#### [THE PROBLEM]
Quote the records exactly, starting at the first line and stopping after the line with "the white awning."; skip the pictures.

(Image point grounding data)
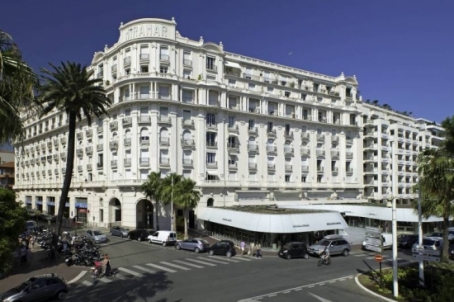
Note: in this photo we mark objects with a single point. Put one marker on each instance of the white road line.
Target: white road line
(161, 268)
(201, 262)
(145, 269)
(176, 266)
(189, 264)
(105, 280)
(242, 258)
(212, 260)
(128, 271)
(87, 283)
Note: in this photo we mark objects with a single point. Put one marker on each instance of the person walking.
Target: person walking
(242, 247)
(259, 249)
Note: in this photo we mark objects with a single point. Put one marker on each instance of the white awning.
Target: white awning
(274, 223)
(232, 64)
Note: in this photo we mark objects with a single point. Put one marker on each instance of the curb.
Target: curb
(74, 280)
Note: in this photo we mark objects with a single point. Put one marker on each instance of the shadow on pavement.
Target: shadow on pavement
(129, 290)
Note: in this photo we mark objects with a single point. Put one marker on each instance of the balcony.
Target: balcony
(188, 162)
(233, 129)
(305, 151)
(233, 147)
(113, 145)
(288, 151)
(89, 150)
(187, 143)
(211, 145)
(253, 130)
(127, 142)
(271, 133)
(144, 119)
(212, 165)
(114, 126)
(127, 162)
(188, 123)
(164, 119)
(164, 141)
(271, 149)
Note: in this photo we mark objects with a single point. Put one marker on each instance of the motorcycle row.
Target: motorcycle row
(77, 250)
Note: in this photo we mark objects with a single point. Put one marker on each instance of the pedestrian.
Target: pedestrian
(259, 249)
(242, 247)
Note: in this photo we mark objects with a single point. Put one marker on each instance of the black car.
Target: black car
(406, 241)
(294, 250)
(223, 247)
(42, 287)
(138, 234)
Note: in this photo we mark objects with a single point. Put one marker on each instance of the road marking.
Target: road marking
(105, 280)
(201, 262)
(161, 268)
(189, 264)
(299, 287)
(211, 260)
(87, 283)
(130, 272)
(145, 269)
(176, 266)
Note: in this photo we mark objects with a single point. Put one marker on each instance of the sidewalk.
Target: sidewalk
(37, 266)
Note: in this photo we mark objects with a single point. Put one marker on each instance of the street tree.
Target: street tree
(17, 82)
(187, 198)
(12, 220)
(71, 88)
(152, 189)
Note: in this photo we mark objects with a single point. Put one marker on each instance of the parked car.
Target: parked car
(42, 287)
(223, 247)
(337, 245)
(138, 234)
(197, 245)
(294, 250)
(119, 231)
(96, 236)
(48, 217)
(406, 241)
(30, 225)
(163, 237)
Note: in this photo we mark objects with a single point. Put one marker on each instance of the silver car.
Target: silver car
(119, 231)
(336, 244)
(96, 236)
(197, 245)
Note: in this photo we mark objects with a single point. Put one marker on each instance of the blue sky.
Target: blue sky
(401, 51)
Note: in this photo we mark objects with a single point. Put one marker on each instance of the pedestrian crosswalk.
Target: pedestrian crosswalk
(170, 266)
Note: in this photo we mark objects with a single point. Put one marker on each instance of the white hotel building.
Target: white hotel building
(249, 132)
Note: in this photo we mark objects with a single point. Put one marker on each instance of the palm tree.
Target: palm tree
(187, 198)
(169, 193)
(17, 82)
(71, 88)
(152, 189)
(436, 180)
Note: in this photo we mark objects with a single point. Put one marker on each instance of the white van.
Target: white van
(163, 237)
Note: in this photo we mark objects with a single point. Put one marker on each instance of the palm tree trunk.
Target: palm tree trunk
(68, 173)
(185, 214)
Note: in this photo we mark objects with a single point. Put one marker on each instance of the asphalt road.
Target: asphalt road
(149, 272)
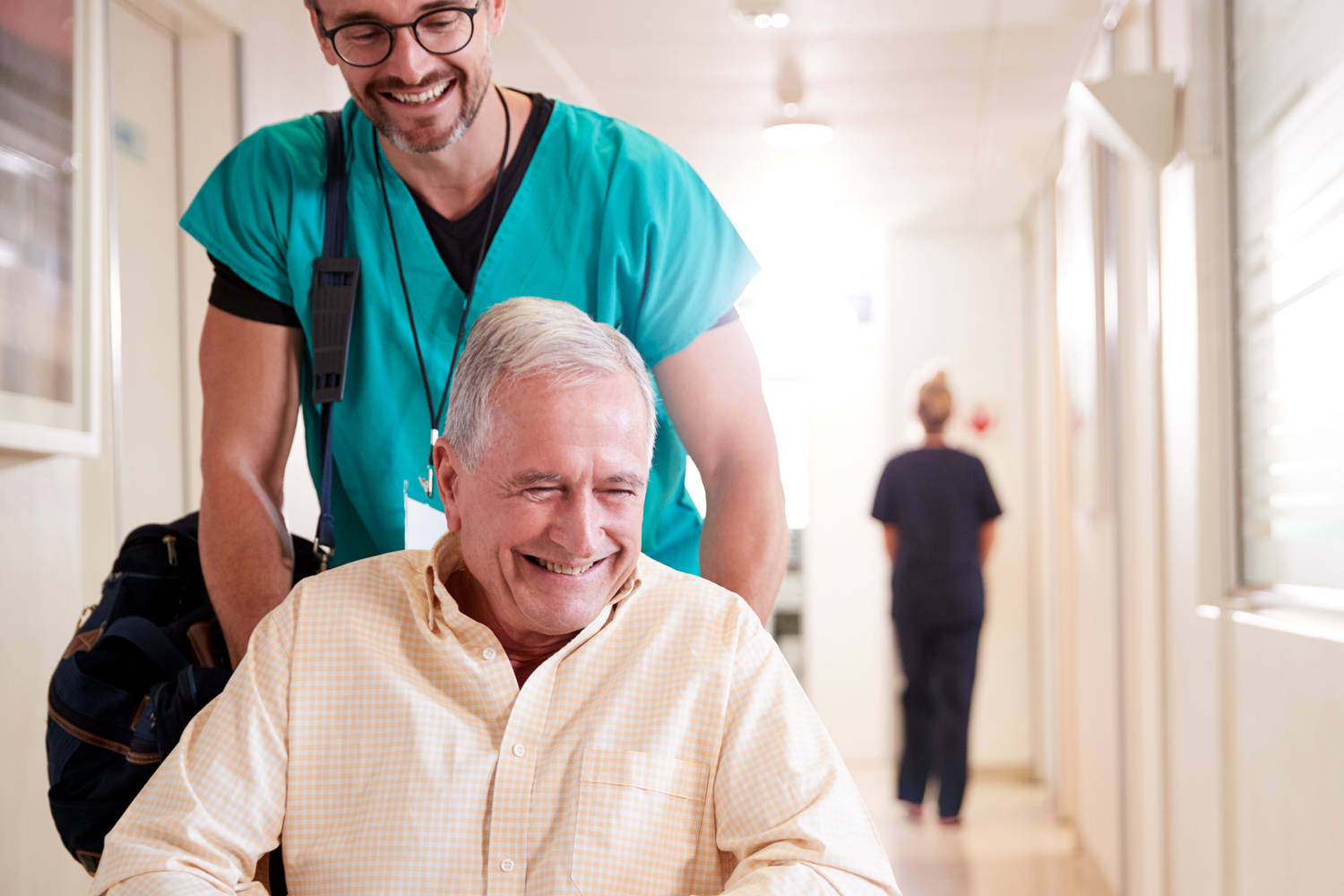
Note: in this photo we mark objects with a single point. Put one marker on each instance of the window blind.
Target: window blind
(1288, 94)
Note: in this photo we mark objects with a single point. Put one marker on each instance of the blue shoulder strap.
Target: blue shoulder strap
(148, 640)
(335, 284)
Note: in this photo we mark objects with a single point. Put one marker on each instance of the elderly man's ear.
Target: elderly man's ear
(448, 471)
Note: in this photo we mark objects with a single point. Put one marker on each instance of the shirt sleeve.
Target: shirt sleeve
(986, 504)
(695, 263)
(217, 804)
(230, 293)
(245, 211)
(789, 818)
(884, 501)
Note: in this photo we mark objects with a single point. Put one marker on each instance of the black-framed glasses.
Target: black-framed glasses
(440, 31)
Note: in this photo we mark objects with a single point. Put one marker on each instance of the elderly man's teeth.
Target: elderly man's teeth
(556, 567)
(425, 96)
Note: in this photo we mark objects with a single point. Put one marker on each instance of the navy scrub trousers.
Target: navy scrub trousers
(940, 665)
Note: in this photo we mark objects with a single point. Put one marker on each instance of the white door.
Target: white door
(151, 450)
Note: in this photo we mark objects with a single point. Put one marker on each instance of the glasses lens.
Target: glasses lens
(444, 30)
(362, 43)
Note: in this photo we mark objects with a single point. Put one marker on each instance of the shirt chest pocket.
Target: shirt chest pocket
(639, 823)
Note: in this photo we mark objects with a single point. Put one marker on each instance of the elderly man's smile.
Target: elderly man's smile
(570, 570)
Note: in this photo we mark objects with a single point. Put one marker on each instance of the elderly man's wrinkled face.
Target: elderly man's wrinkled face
(550, 517)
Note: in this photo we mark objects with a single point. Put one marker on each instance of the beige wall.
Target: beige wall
(1231, 780)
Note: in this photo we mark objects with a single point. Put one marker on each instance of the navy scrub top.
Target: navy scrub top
(938, 498)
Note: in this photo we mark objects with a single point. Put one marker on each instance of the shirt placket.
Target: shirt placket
(521, 748)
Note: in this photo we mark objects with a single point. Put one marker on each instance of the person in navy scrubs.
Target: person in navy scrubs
(938, 512)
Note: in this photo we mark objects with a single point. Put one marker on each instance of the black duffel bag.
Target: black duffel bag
(142, 661)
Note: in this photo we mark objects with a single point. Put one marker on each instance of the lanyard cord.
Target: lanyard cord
(435, 414)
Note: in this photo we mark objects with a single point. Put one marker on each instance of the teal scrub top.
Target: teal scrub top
(607, 218)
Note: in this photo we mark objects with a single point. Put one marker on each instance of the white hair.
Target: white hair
(526, 338)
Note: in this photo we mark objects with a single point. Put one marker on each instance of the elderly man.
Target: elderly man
(531, 707)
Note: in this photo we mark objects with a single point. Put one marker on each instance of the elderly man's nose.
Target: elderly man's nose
(578, 528)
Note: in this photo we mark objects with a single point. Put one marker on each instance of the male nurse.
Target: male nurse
(461, 195)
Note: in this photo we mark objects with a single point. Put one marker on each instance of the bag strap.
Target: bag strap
(150, 640)
(335, 284)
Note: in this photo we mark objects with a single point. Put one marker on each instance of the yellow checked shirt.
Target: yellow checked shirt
(382, 735)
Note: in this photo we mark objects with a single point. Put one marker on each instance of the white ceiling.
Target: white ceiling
(943, 110)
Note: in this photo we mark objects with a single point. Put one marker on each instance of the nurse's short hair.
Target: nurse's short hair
(935, 403)
(526, 338)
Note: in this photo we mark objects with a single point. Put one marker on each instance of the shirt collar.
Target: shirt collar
(435, 605)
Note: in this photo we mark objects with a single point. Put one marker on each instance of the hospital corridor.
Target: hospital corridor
(996, 343)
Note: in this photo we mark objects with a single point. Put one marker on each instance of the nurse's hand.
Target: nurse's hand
(712, 392)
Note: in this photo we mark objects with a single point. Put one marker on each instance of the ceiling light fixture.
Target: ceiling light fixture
(792, 131)
(762, 13)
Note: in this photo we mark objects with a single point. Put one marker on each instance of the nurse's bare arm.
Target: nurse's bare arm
(892, 536)
(712, 392)
(249, 375)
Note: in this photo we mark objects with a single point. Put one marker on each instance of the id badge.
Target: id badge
(424, 522)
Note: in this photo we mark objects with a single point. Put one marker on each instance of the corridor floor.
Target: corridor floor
(1008, 844)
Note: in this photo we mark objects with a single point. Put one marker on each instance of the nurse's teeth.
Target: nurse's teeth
(556, 567)
(425, 96)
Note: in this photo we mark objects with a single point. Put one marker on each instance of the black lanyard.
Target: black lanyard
(435, 413)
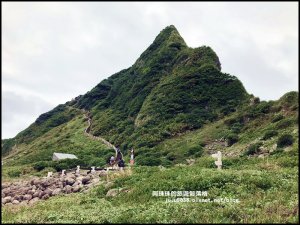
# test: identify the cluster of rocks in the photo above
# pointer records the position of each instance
(29, 192)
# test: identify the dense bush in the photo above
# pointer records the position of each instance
(269, 134)
(277, 118)
(232, 138)
(196, 149)
(284, 123)
(253, 149)
(40, 165)
(14, 173)
(285, 140)
(149, 161)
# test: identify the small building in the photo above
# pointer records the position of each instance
(59, 156)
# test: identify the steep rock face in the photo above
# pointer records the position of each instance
(170, 88)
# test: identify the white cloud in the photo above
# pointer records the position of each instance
(54, 51)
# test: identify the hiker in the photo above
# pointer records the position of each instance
(121, 164)
(119, 155)
(112, 160)
(132, 157)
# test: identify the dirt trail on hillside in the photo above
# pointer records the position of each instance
(88, 129)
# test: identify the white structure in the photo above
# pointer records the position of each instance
(59, 156)
(218, 156)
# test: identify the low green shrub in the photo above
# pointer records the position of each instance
(284, 123)
(232, 138)
(253, 149)
(277, 118)
(14, 173)
(269, 134)
(40, 165)
(285, 140)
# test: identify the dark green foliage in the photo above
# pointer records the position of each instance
(253, 149)
(277, 118)
(260, 109)
(148, 161)
(45, 122)
(284, 123)
(195, 150)
(14, 173)
(7, 145)
(232, 138)
(285, 140)
(269, 134)
(40, 165)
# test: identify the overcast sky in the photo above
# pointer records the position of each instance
(52, 52)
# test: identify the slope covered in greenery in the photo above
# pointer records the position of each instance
(176, 108)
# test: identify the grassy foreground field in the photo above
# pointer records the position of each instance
(266, 190)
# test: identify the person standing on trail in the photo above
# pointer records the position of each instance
(121, 164)
(112, 160)
(132, 156)
(119, 155)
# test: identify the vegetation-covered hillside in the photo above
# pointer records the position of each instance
(175, 107)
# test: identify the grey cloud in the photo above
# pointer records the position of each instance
(18, 111)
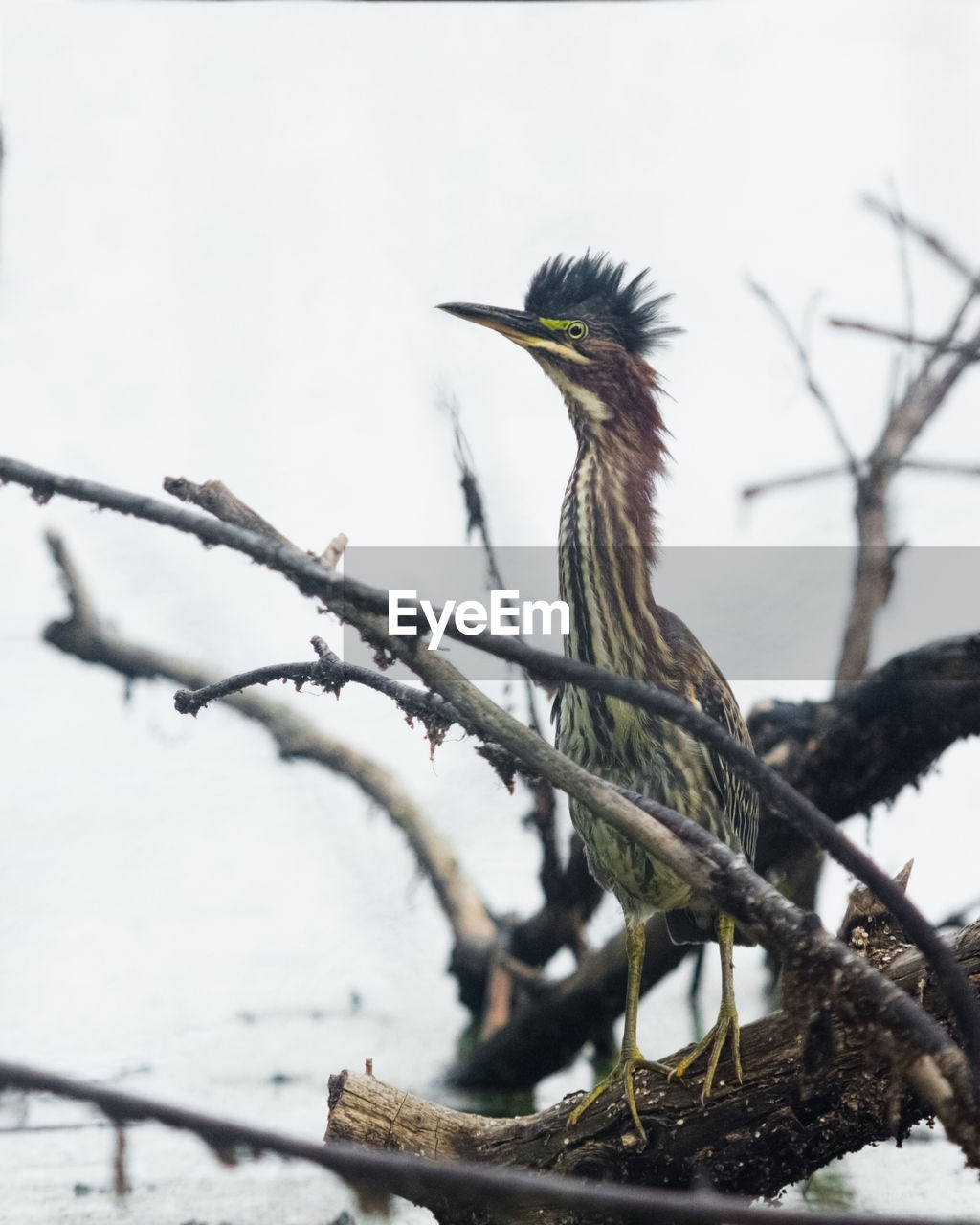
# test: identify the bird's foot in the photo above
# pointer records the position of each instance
(622, 1073)
(724, 1028)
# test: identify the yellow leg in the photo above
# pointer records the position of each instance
(727, 1017)
(630, 1058)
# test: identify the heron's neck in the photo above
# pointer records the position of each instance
(608, 539)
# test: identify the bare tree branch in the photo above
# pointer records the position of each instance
(810, 377)
(86, 635)
(500, 1192)
(801, 478)
(709, 867)
(789, 1118)
(927, 236)
(939, 345)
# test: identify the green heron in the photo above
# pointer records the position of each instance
(589, 329)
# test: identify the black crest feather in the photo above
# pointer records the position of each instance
(591, 288)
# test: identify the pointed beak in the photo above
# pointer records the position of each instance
(517, 324)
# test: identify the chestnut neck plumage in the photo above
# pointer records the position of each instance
(608, 538)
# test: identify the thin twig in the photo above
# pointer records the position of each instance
(86, 635)
(810, 377)
(364, 607)
(927, 236)
(801, 478)
(939, 345)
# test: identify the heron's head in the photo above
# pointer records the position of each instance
(590, 329)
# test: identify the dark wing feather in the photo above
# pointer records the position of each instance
(739, 801)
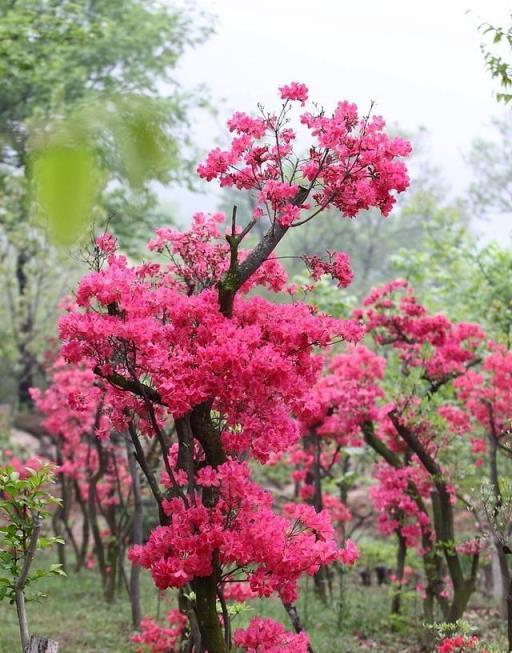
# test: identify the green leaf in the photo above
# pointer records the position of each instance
(66, 179)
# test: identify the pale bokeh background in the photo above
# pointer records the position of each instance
(420, 61)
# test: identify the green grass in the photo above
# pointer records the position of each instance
(76, 615)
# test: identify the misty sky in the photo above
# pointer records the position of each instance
(420, 61)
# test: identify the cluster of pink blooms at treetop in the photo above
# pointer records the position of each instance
(268, 551)
(487, 394)
(337, 267)
(443, 348)
(160, 639)
(346, 396)
(352, 164)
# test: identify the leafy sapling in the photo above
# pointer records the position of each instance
(25, 502)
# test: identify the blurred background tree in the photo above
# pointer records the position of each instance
(89, 91)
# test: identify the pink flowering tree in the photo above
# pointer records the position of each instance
(487, 396)
(217, 375)
(413, 436)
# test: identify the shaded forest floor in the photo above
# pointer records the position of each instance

#### [EXERCISE ANSWER]
Note: in this photo we mark objects with a single point. Put one marker on each instance of the white road line.
Target: white road line
(161, 268)
(201, 262)
(145, 269)
(176, 266)
(189, 264)
(105, 280)
(242, 258)
(212, 260)
(128, 271)
(87, 283)
Note: in this photo we mark objects with a single point. Put one marker on each instance of the person walking.
Target: person walking
(242, 247)
(259, 249)
Note: in this photo we mark objects with a single point. Put one marker on each instance of the white awning.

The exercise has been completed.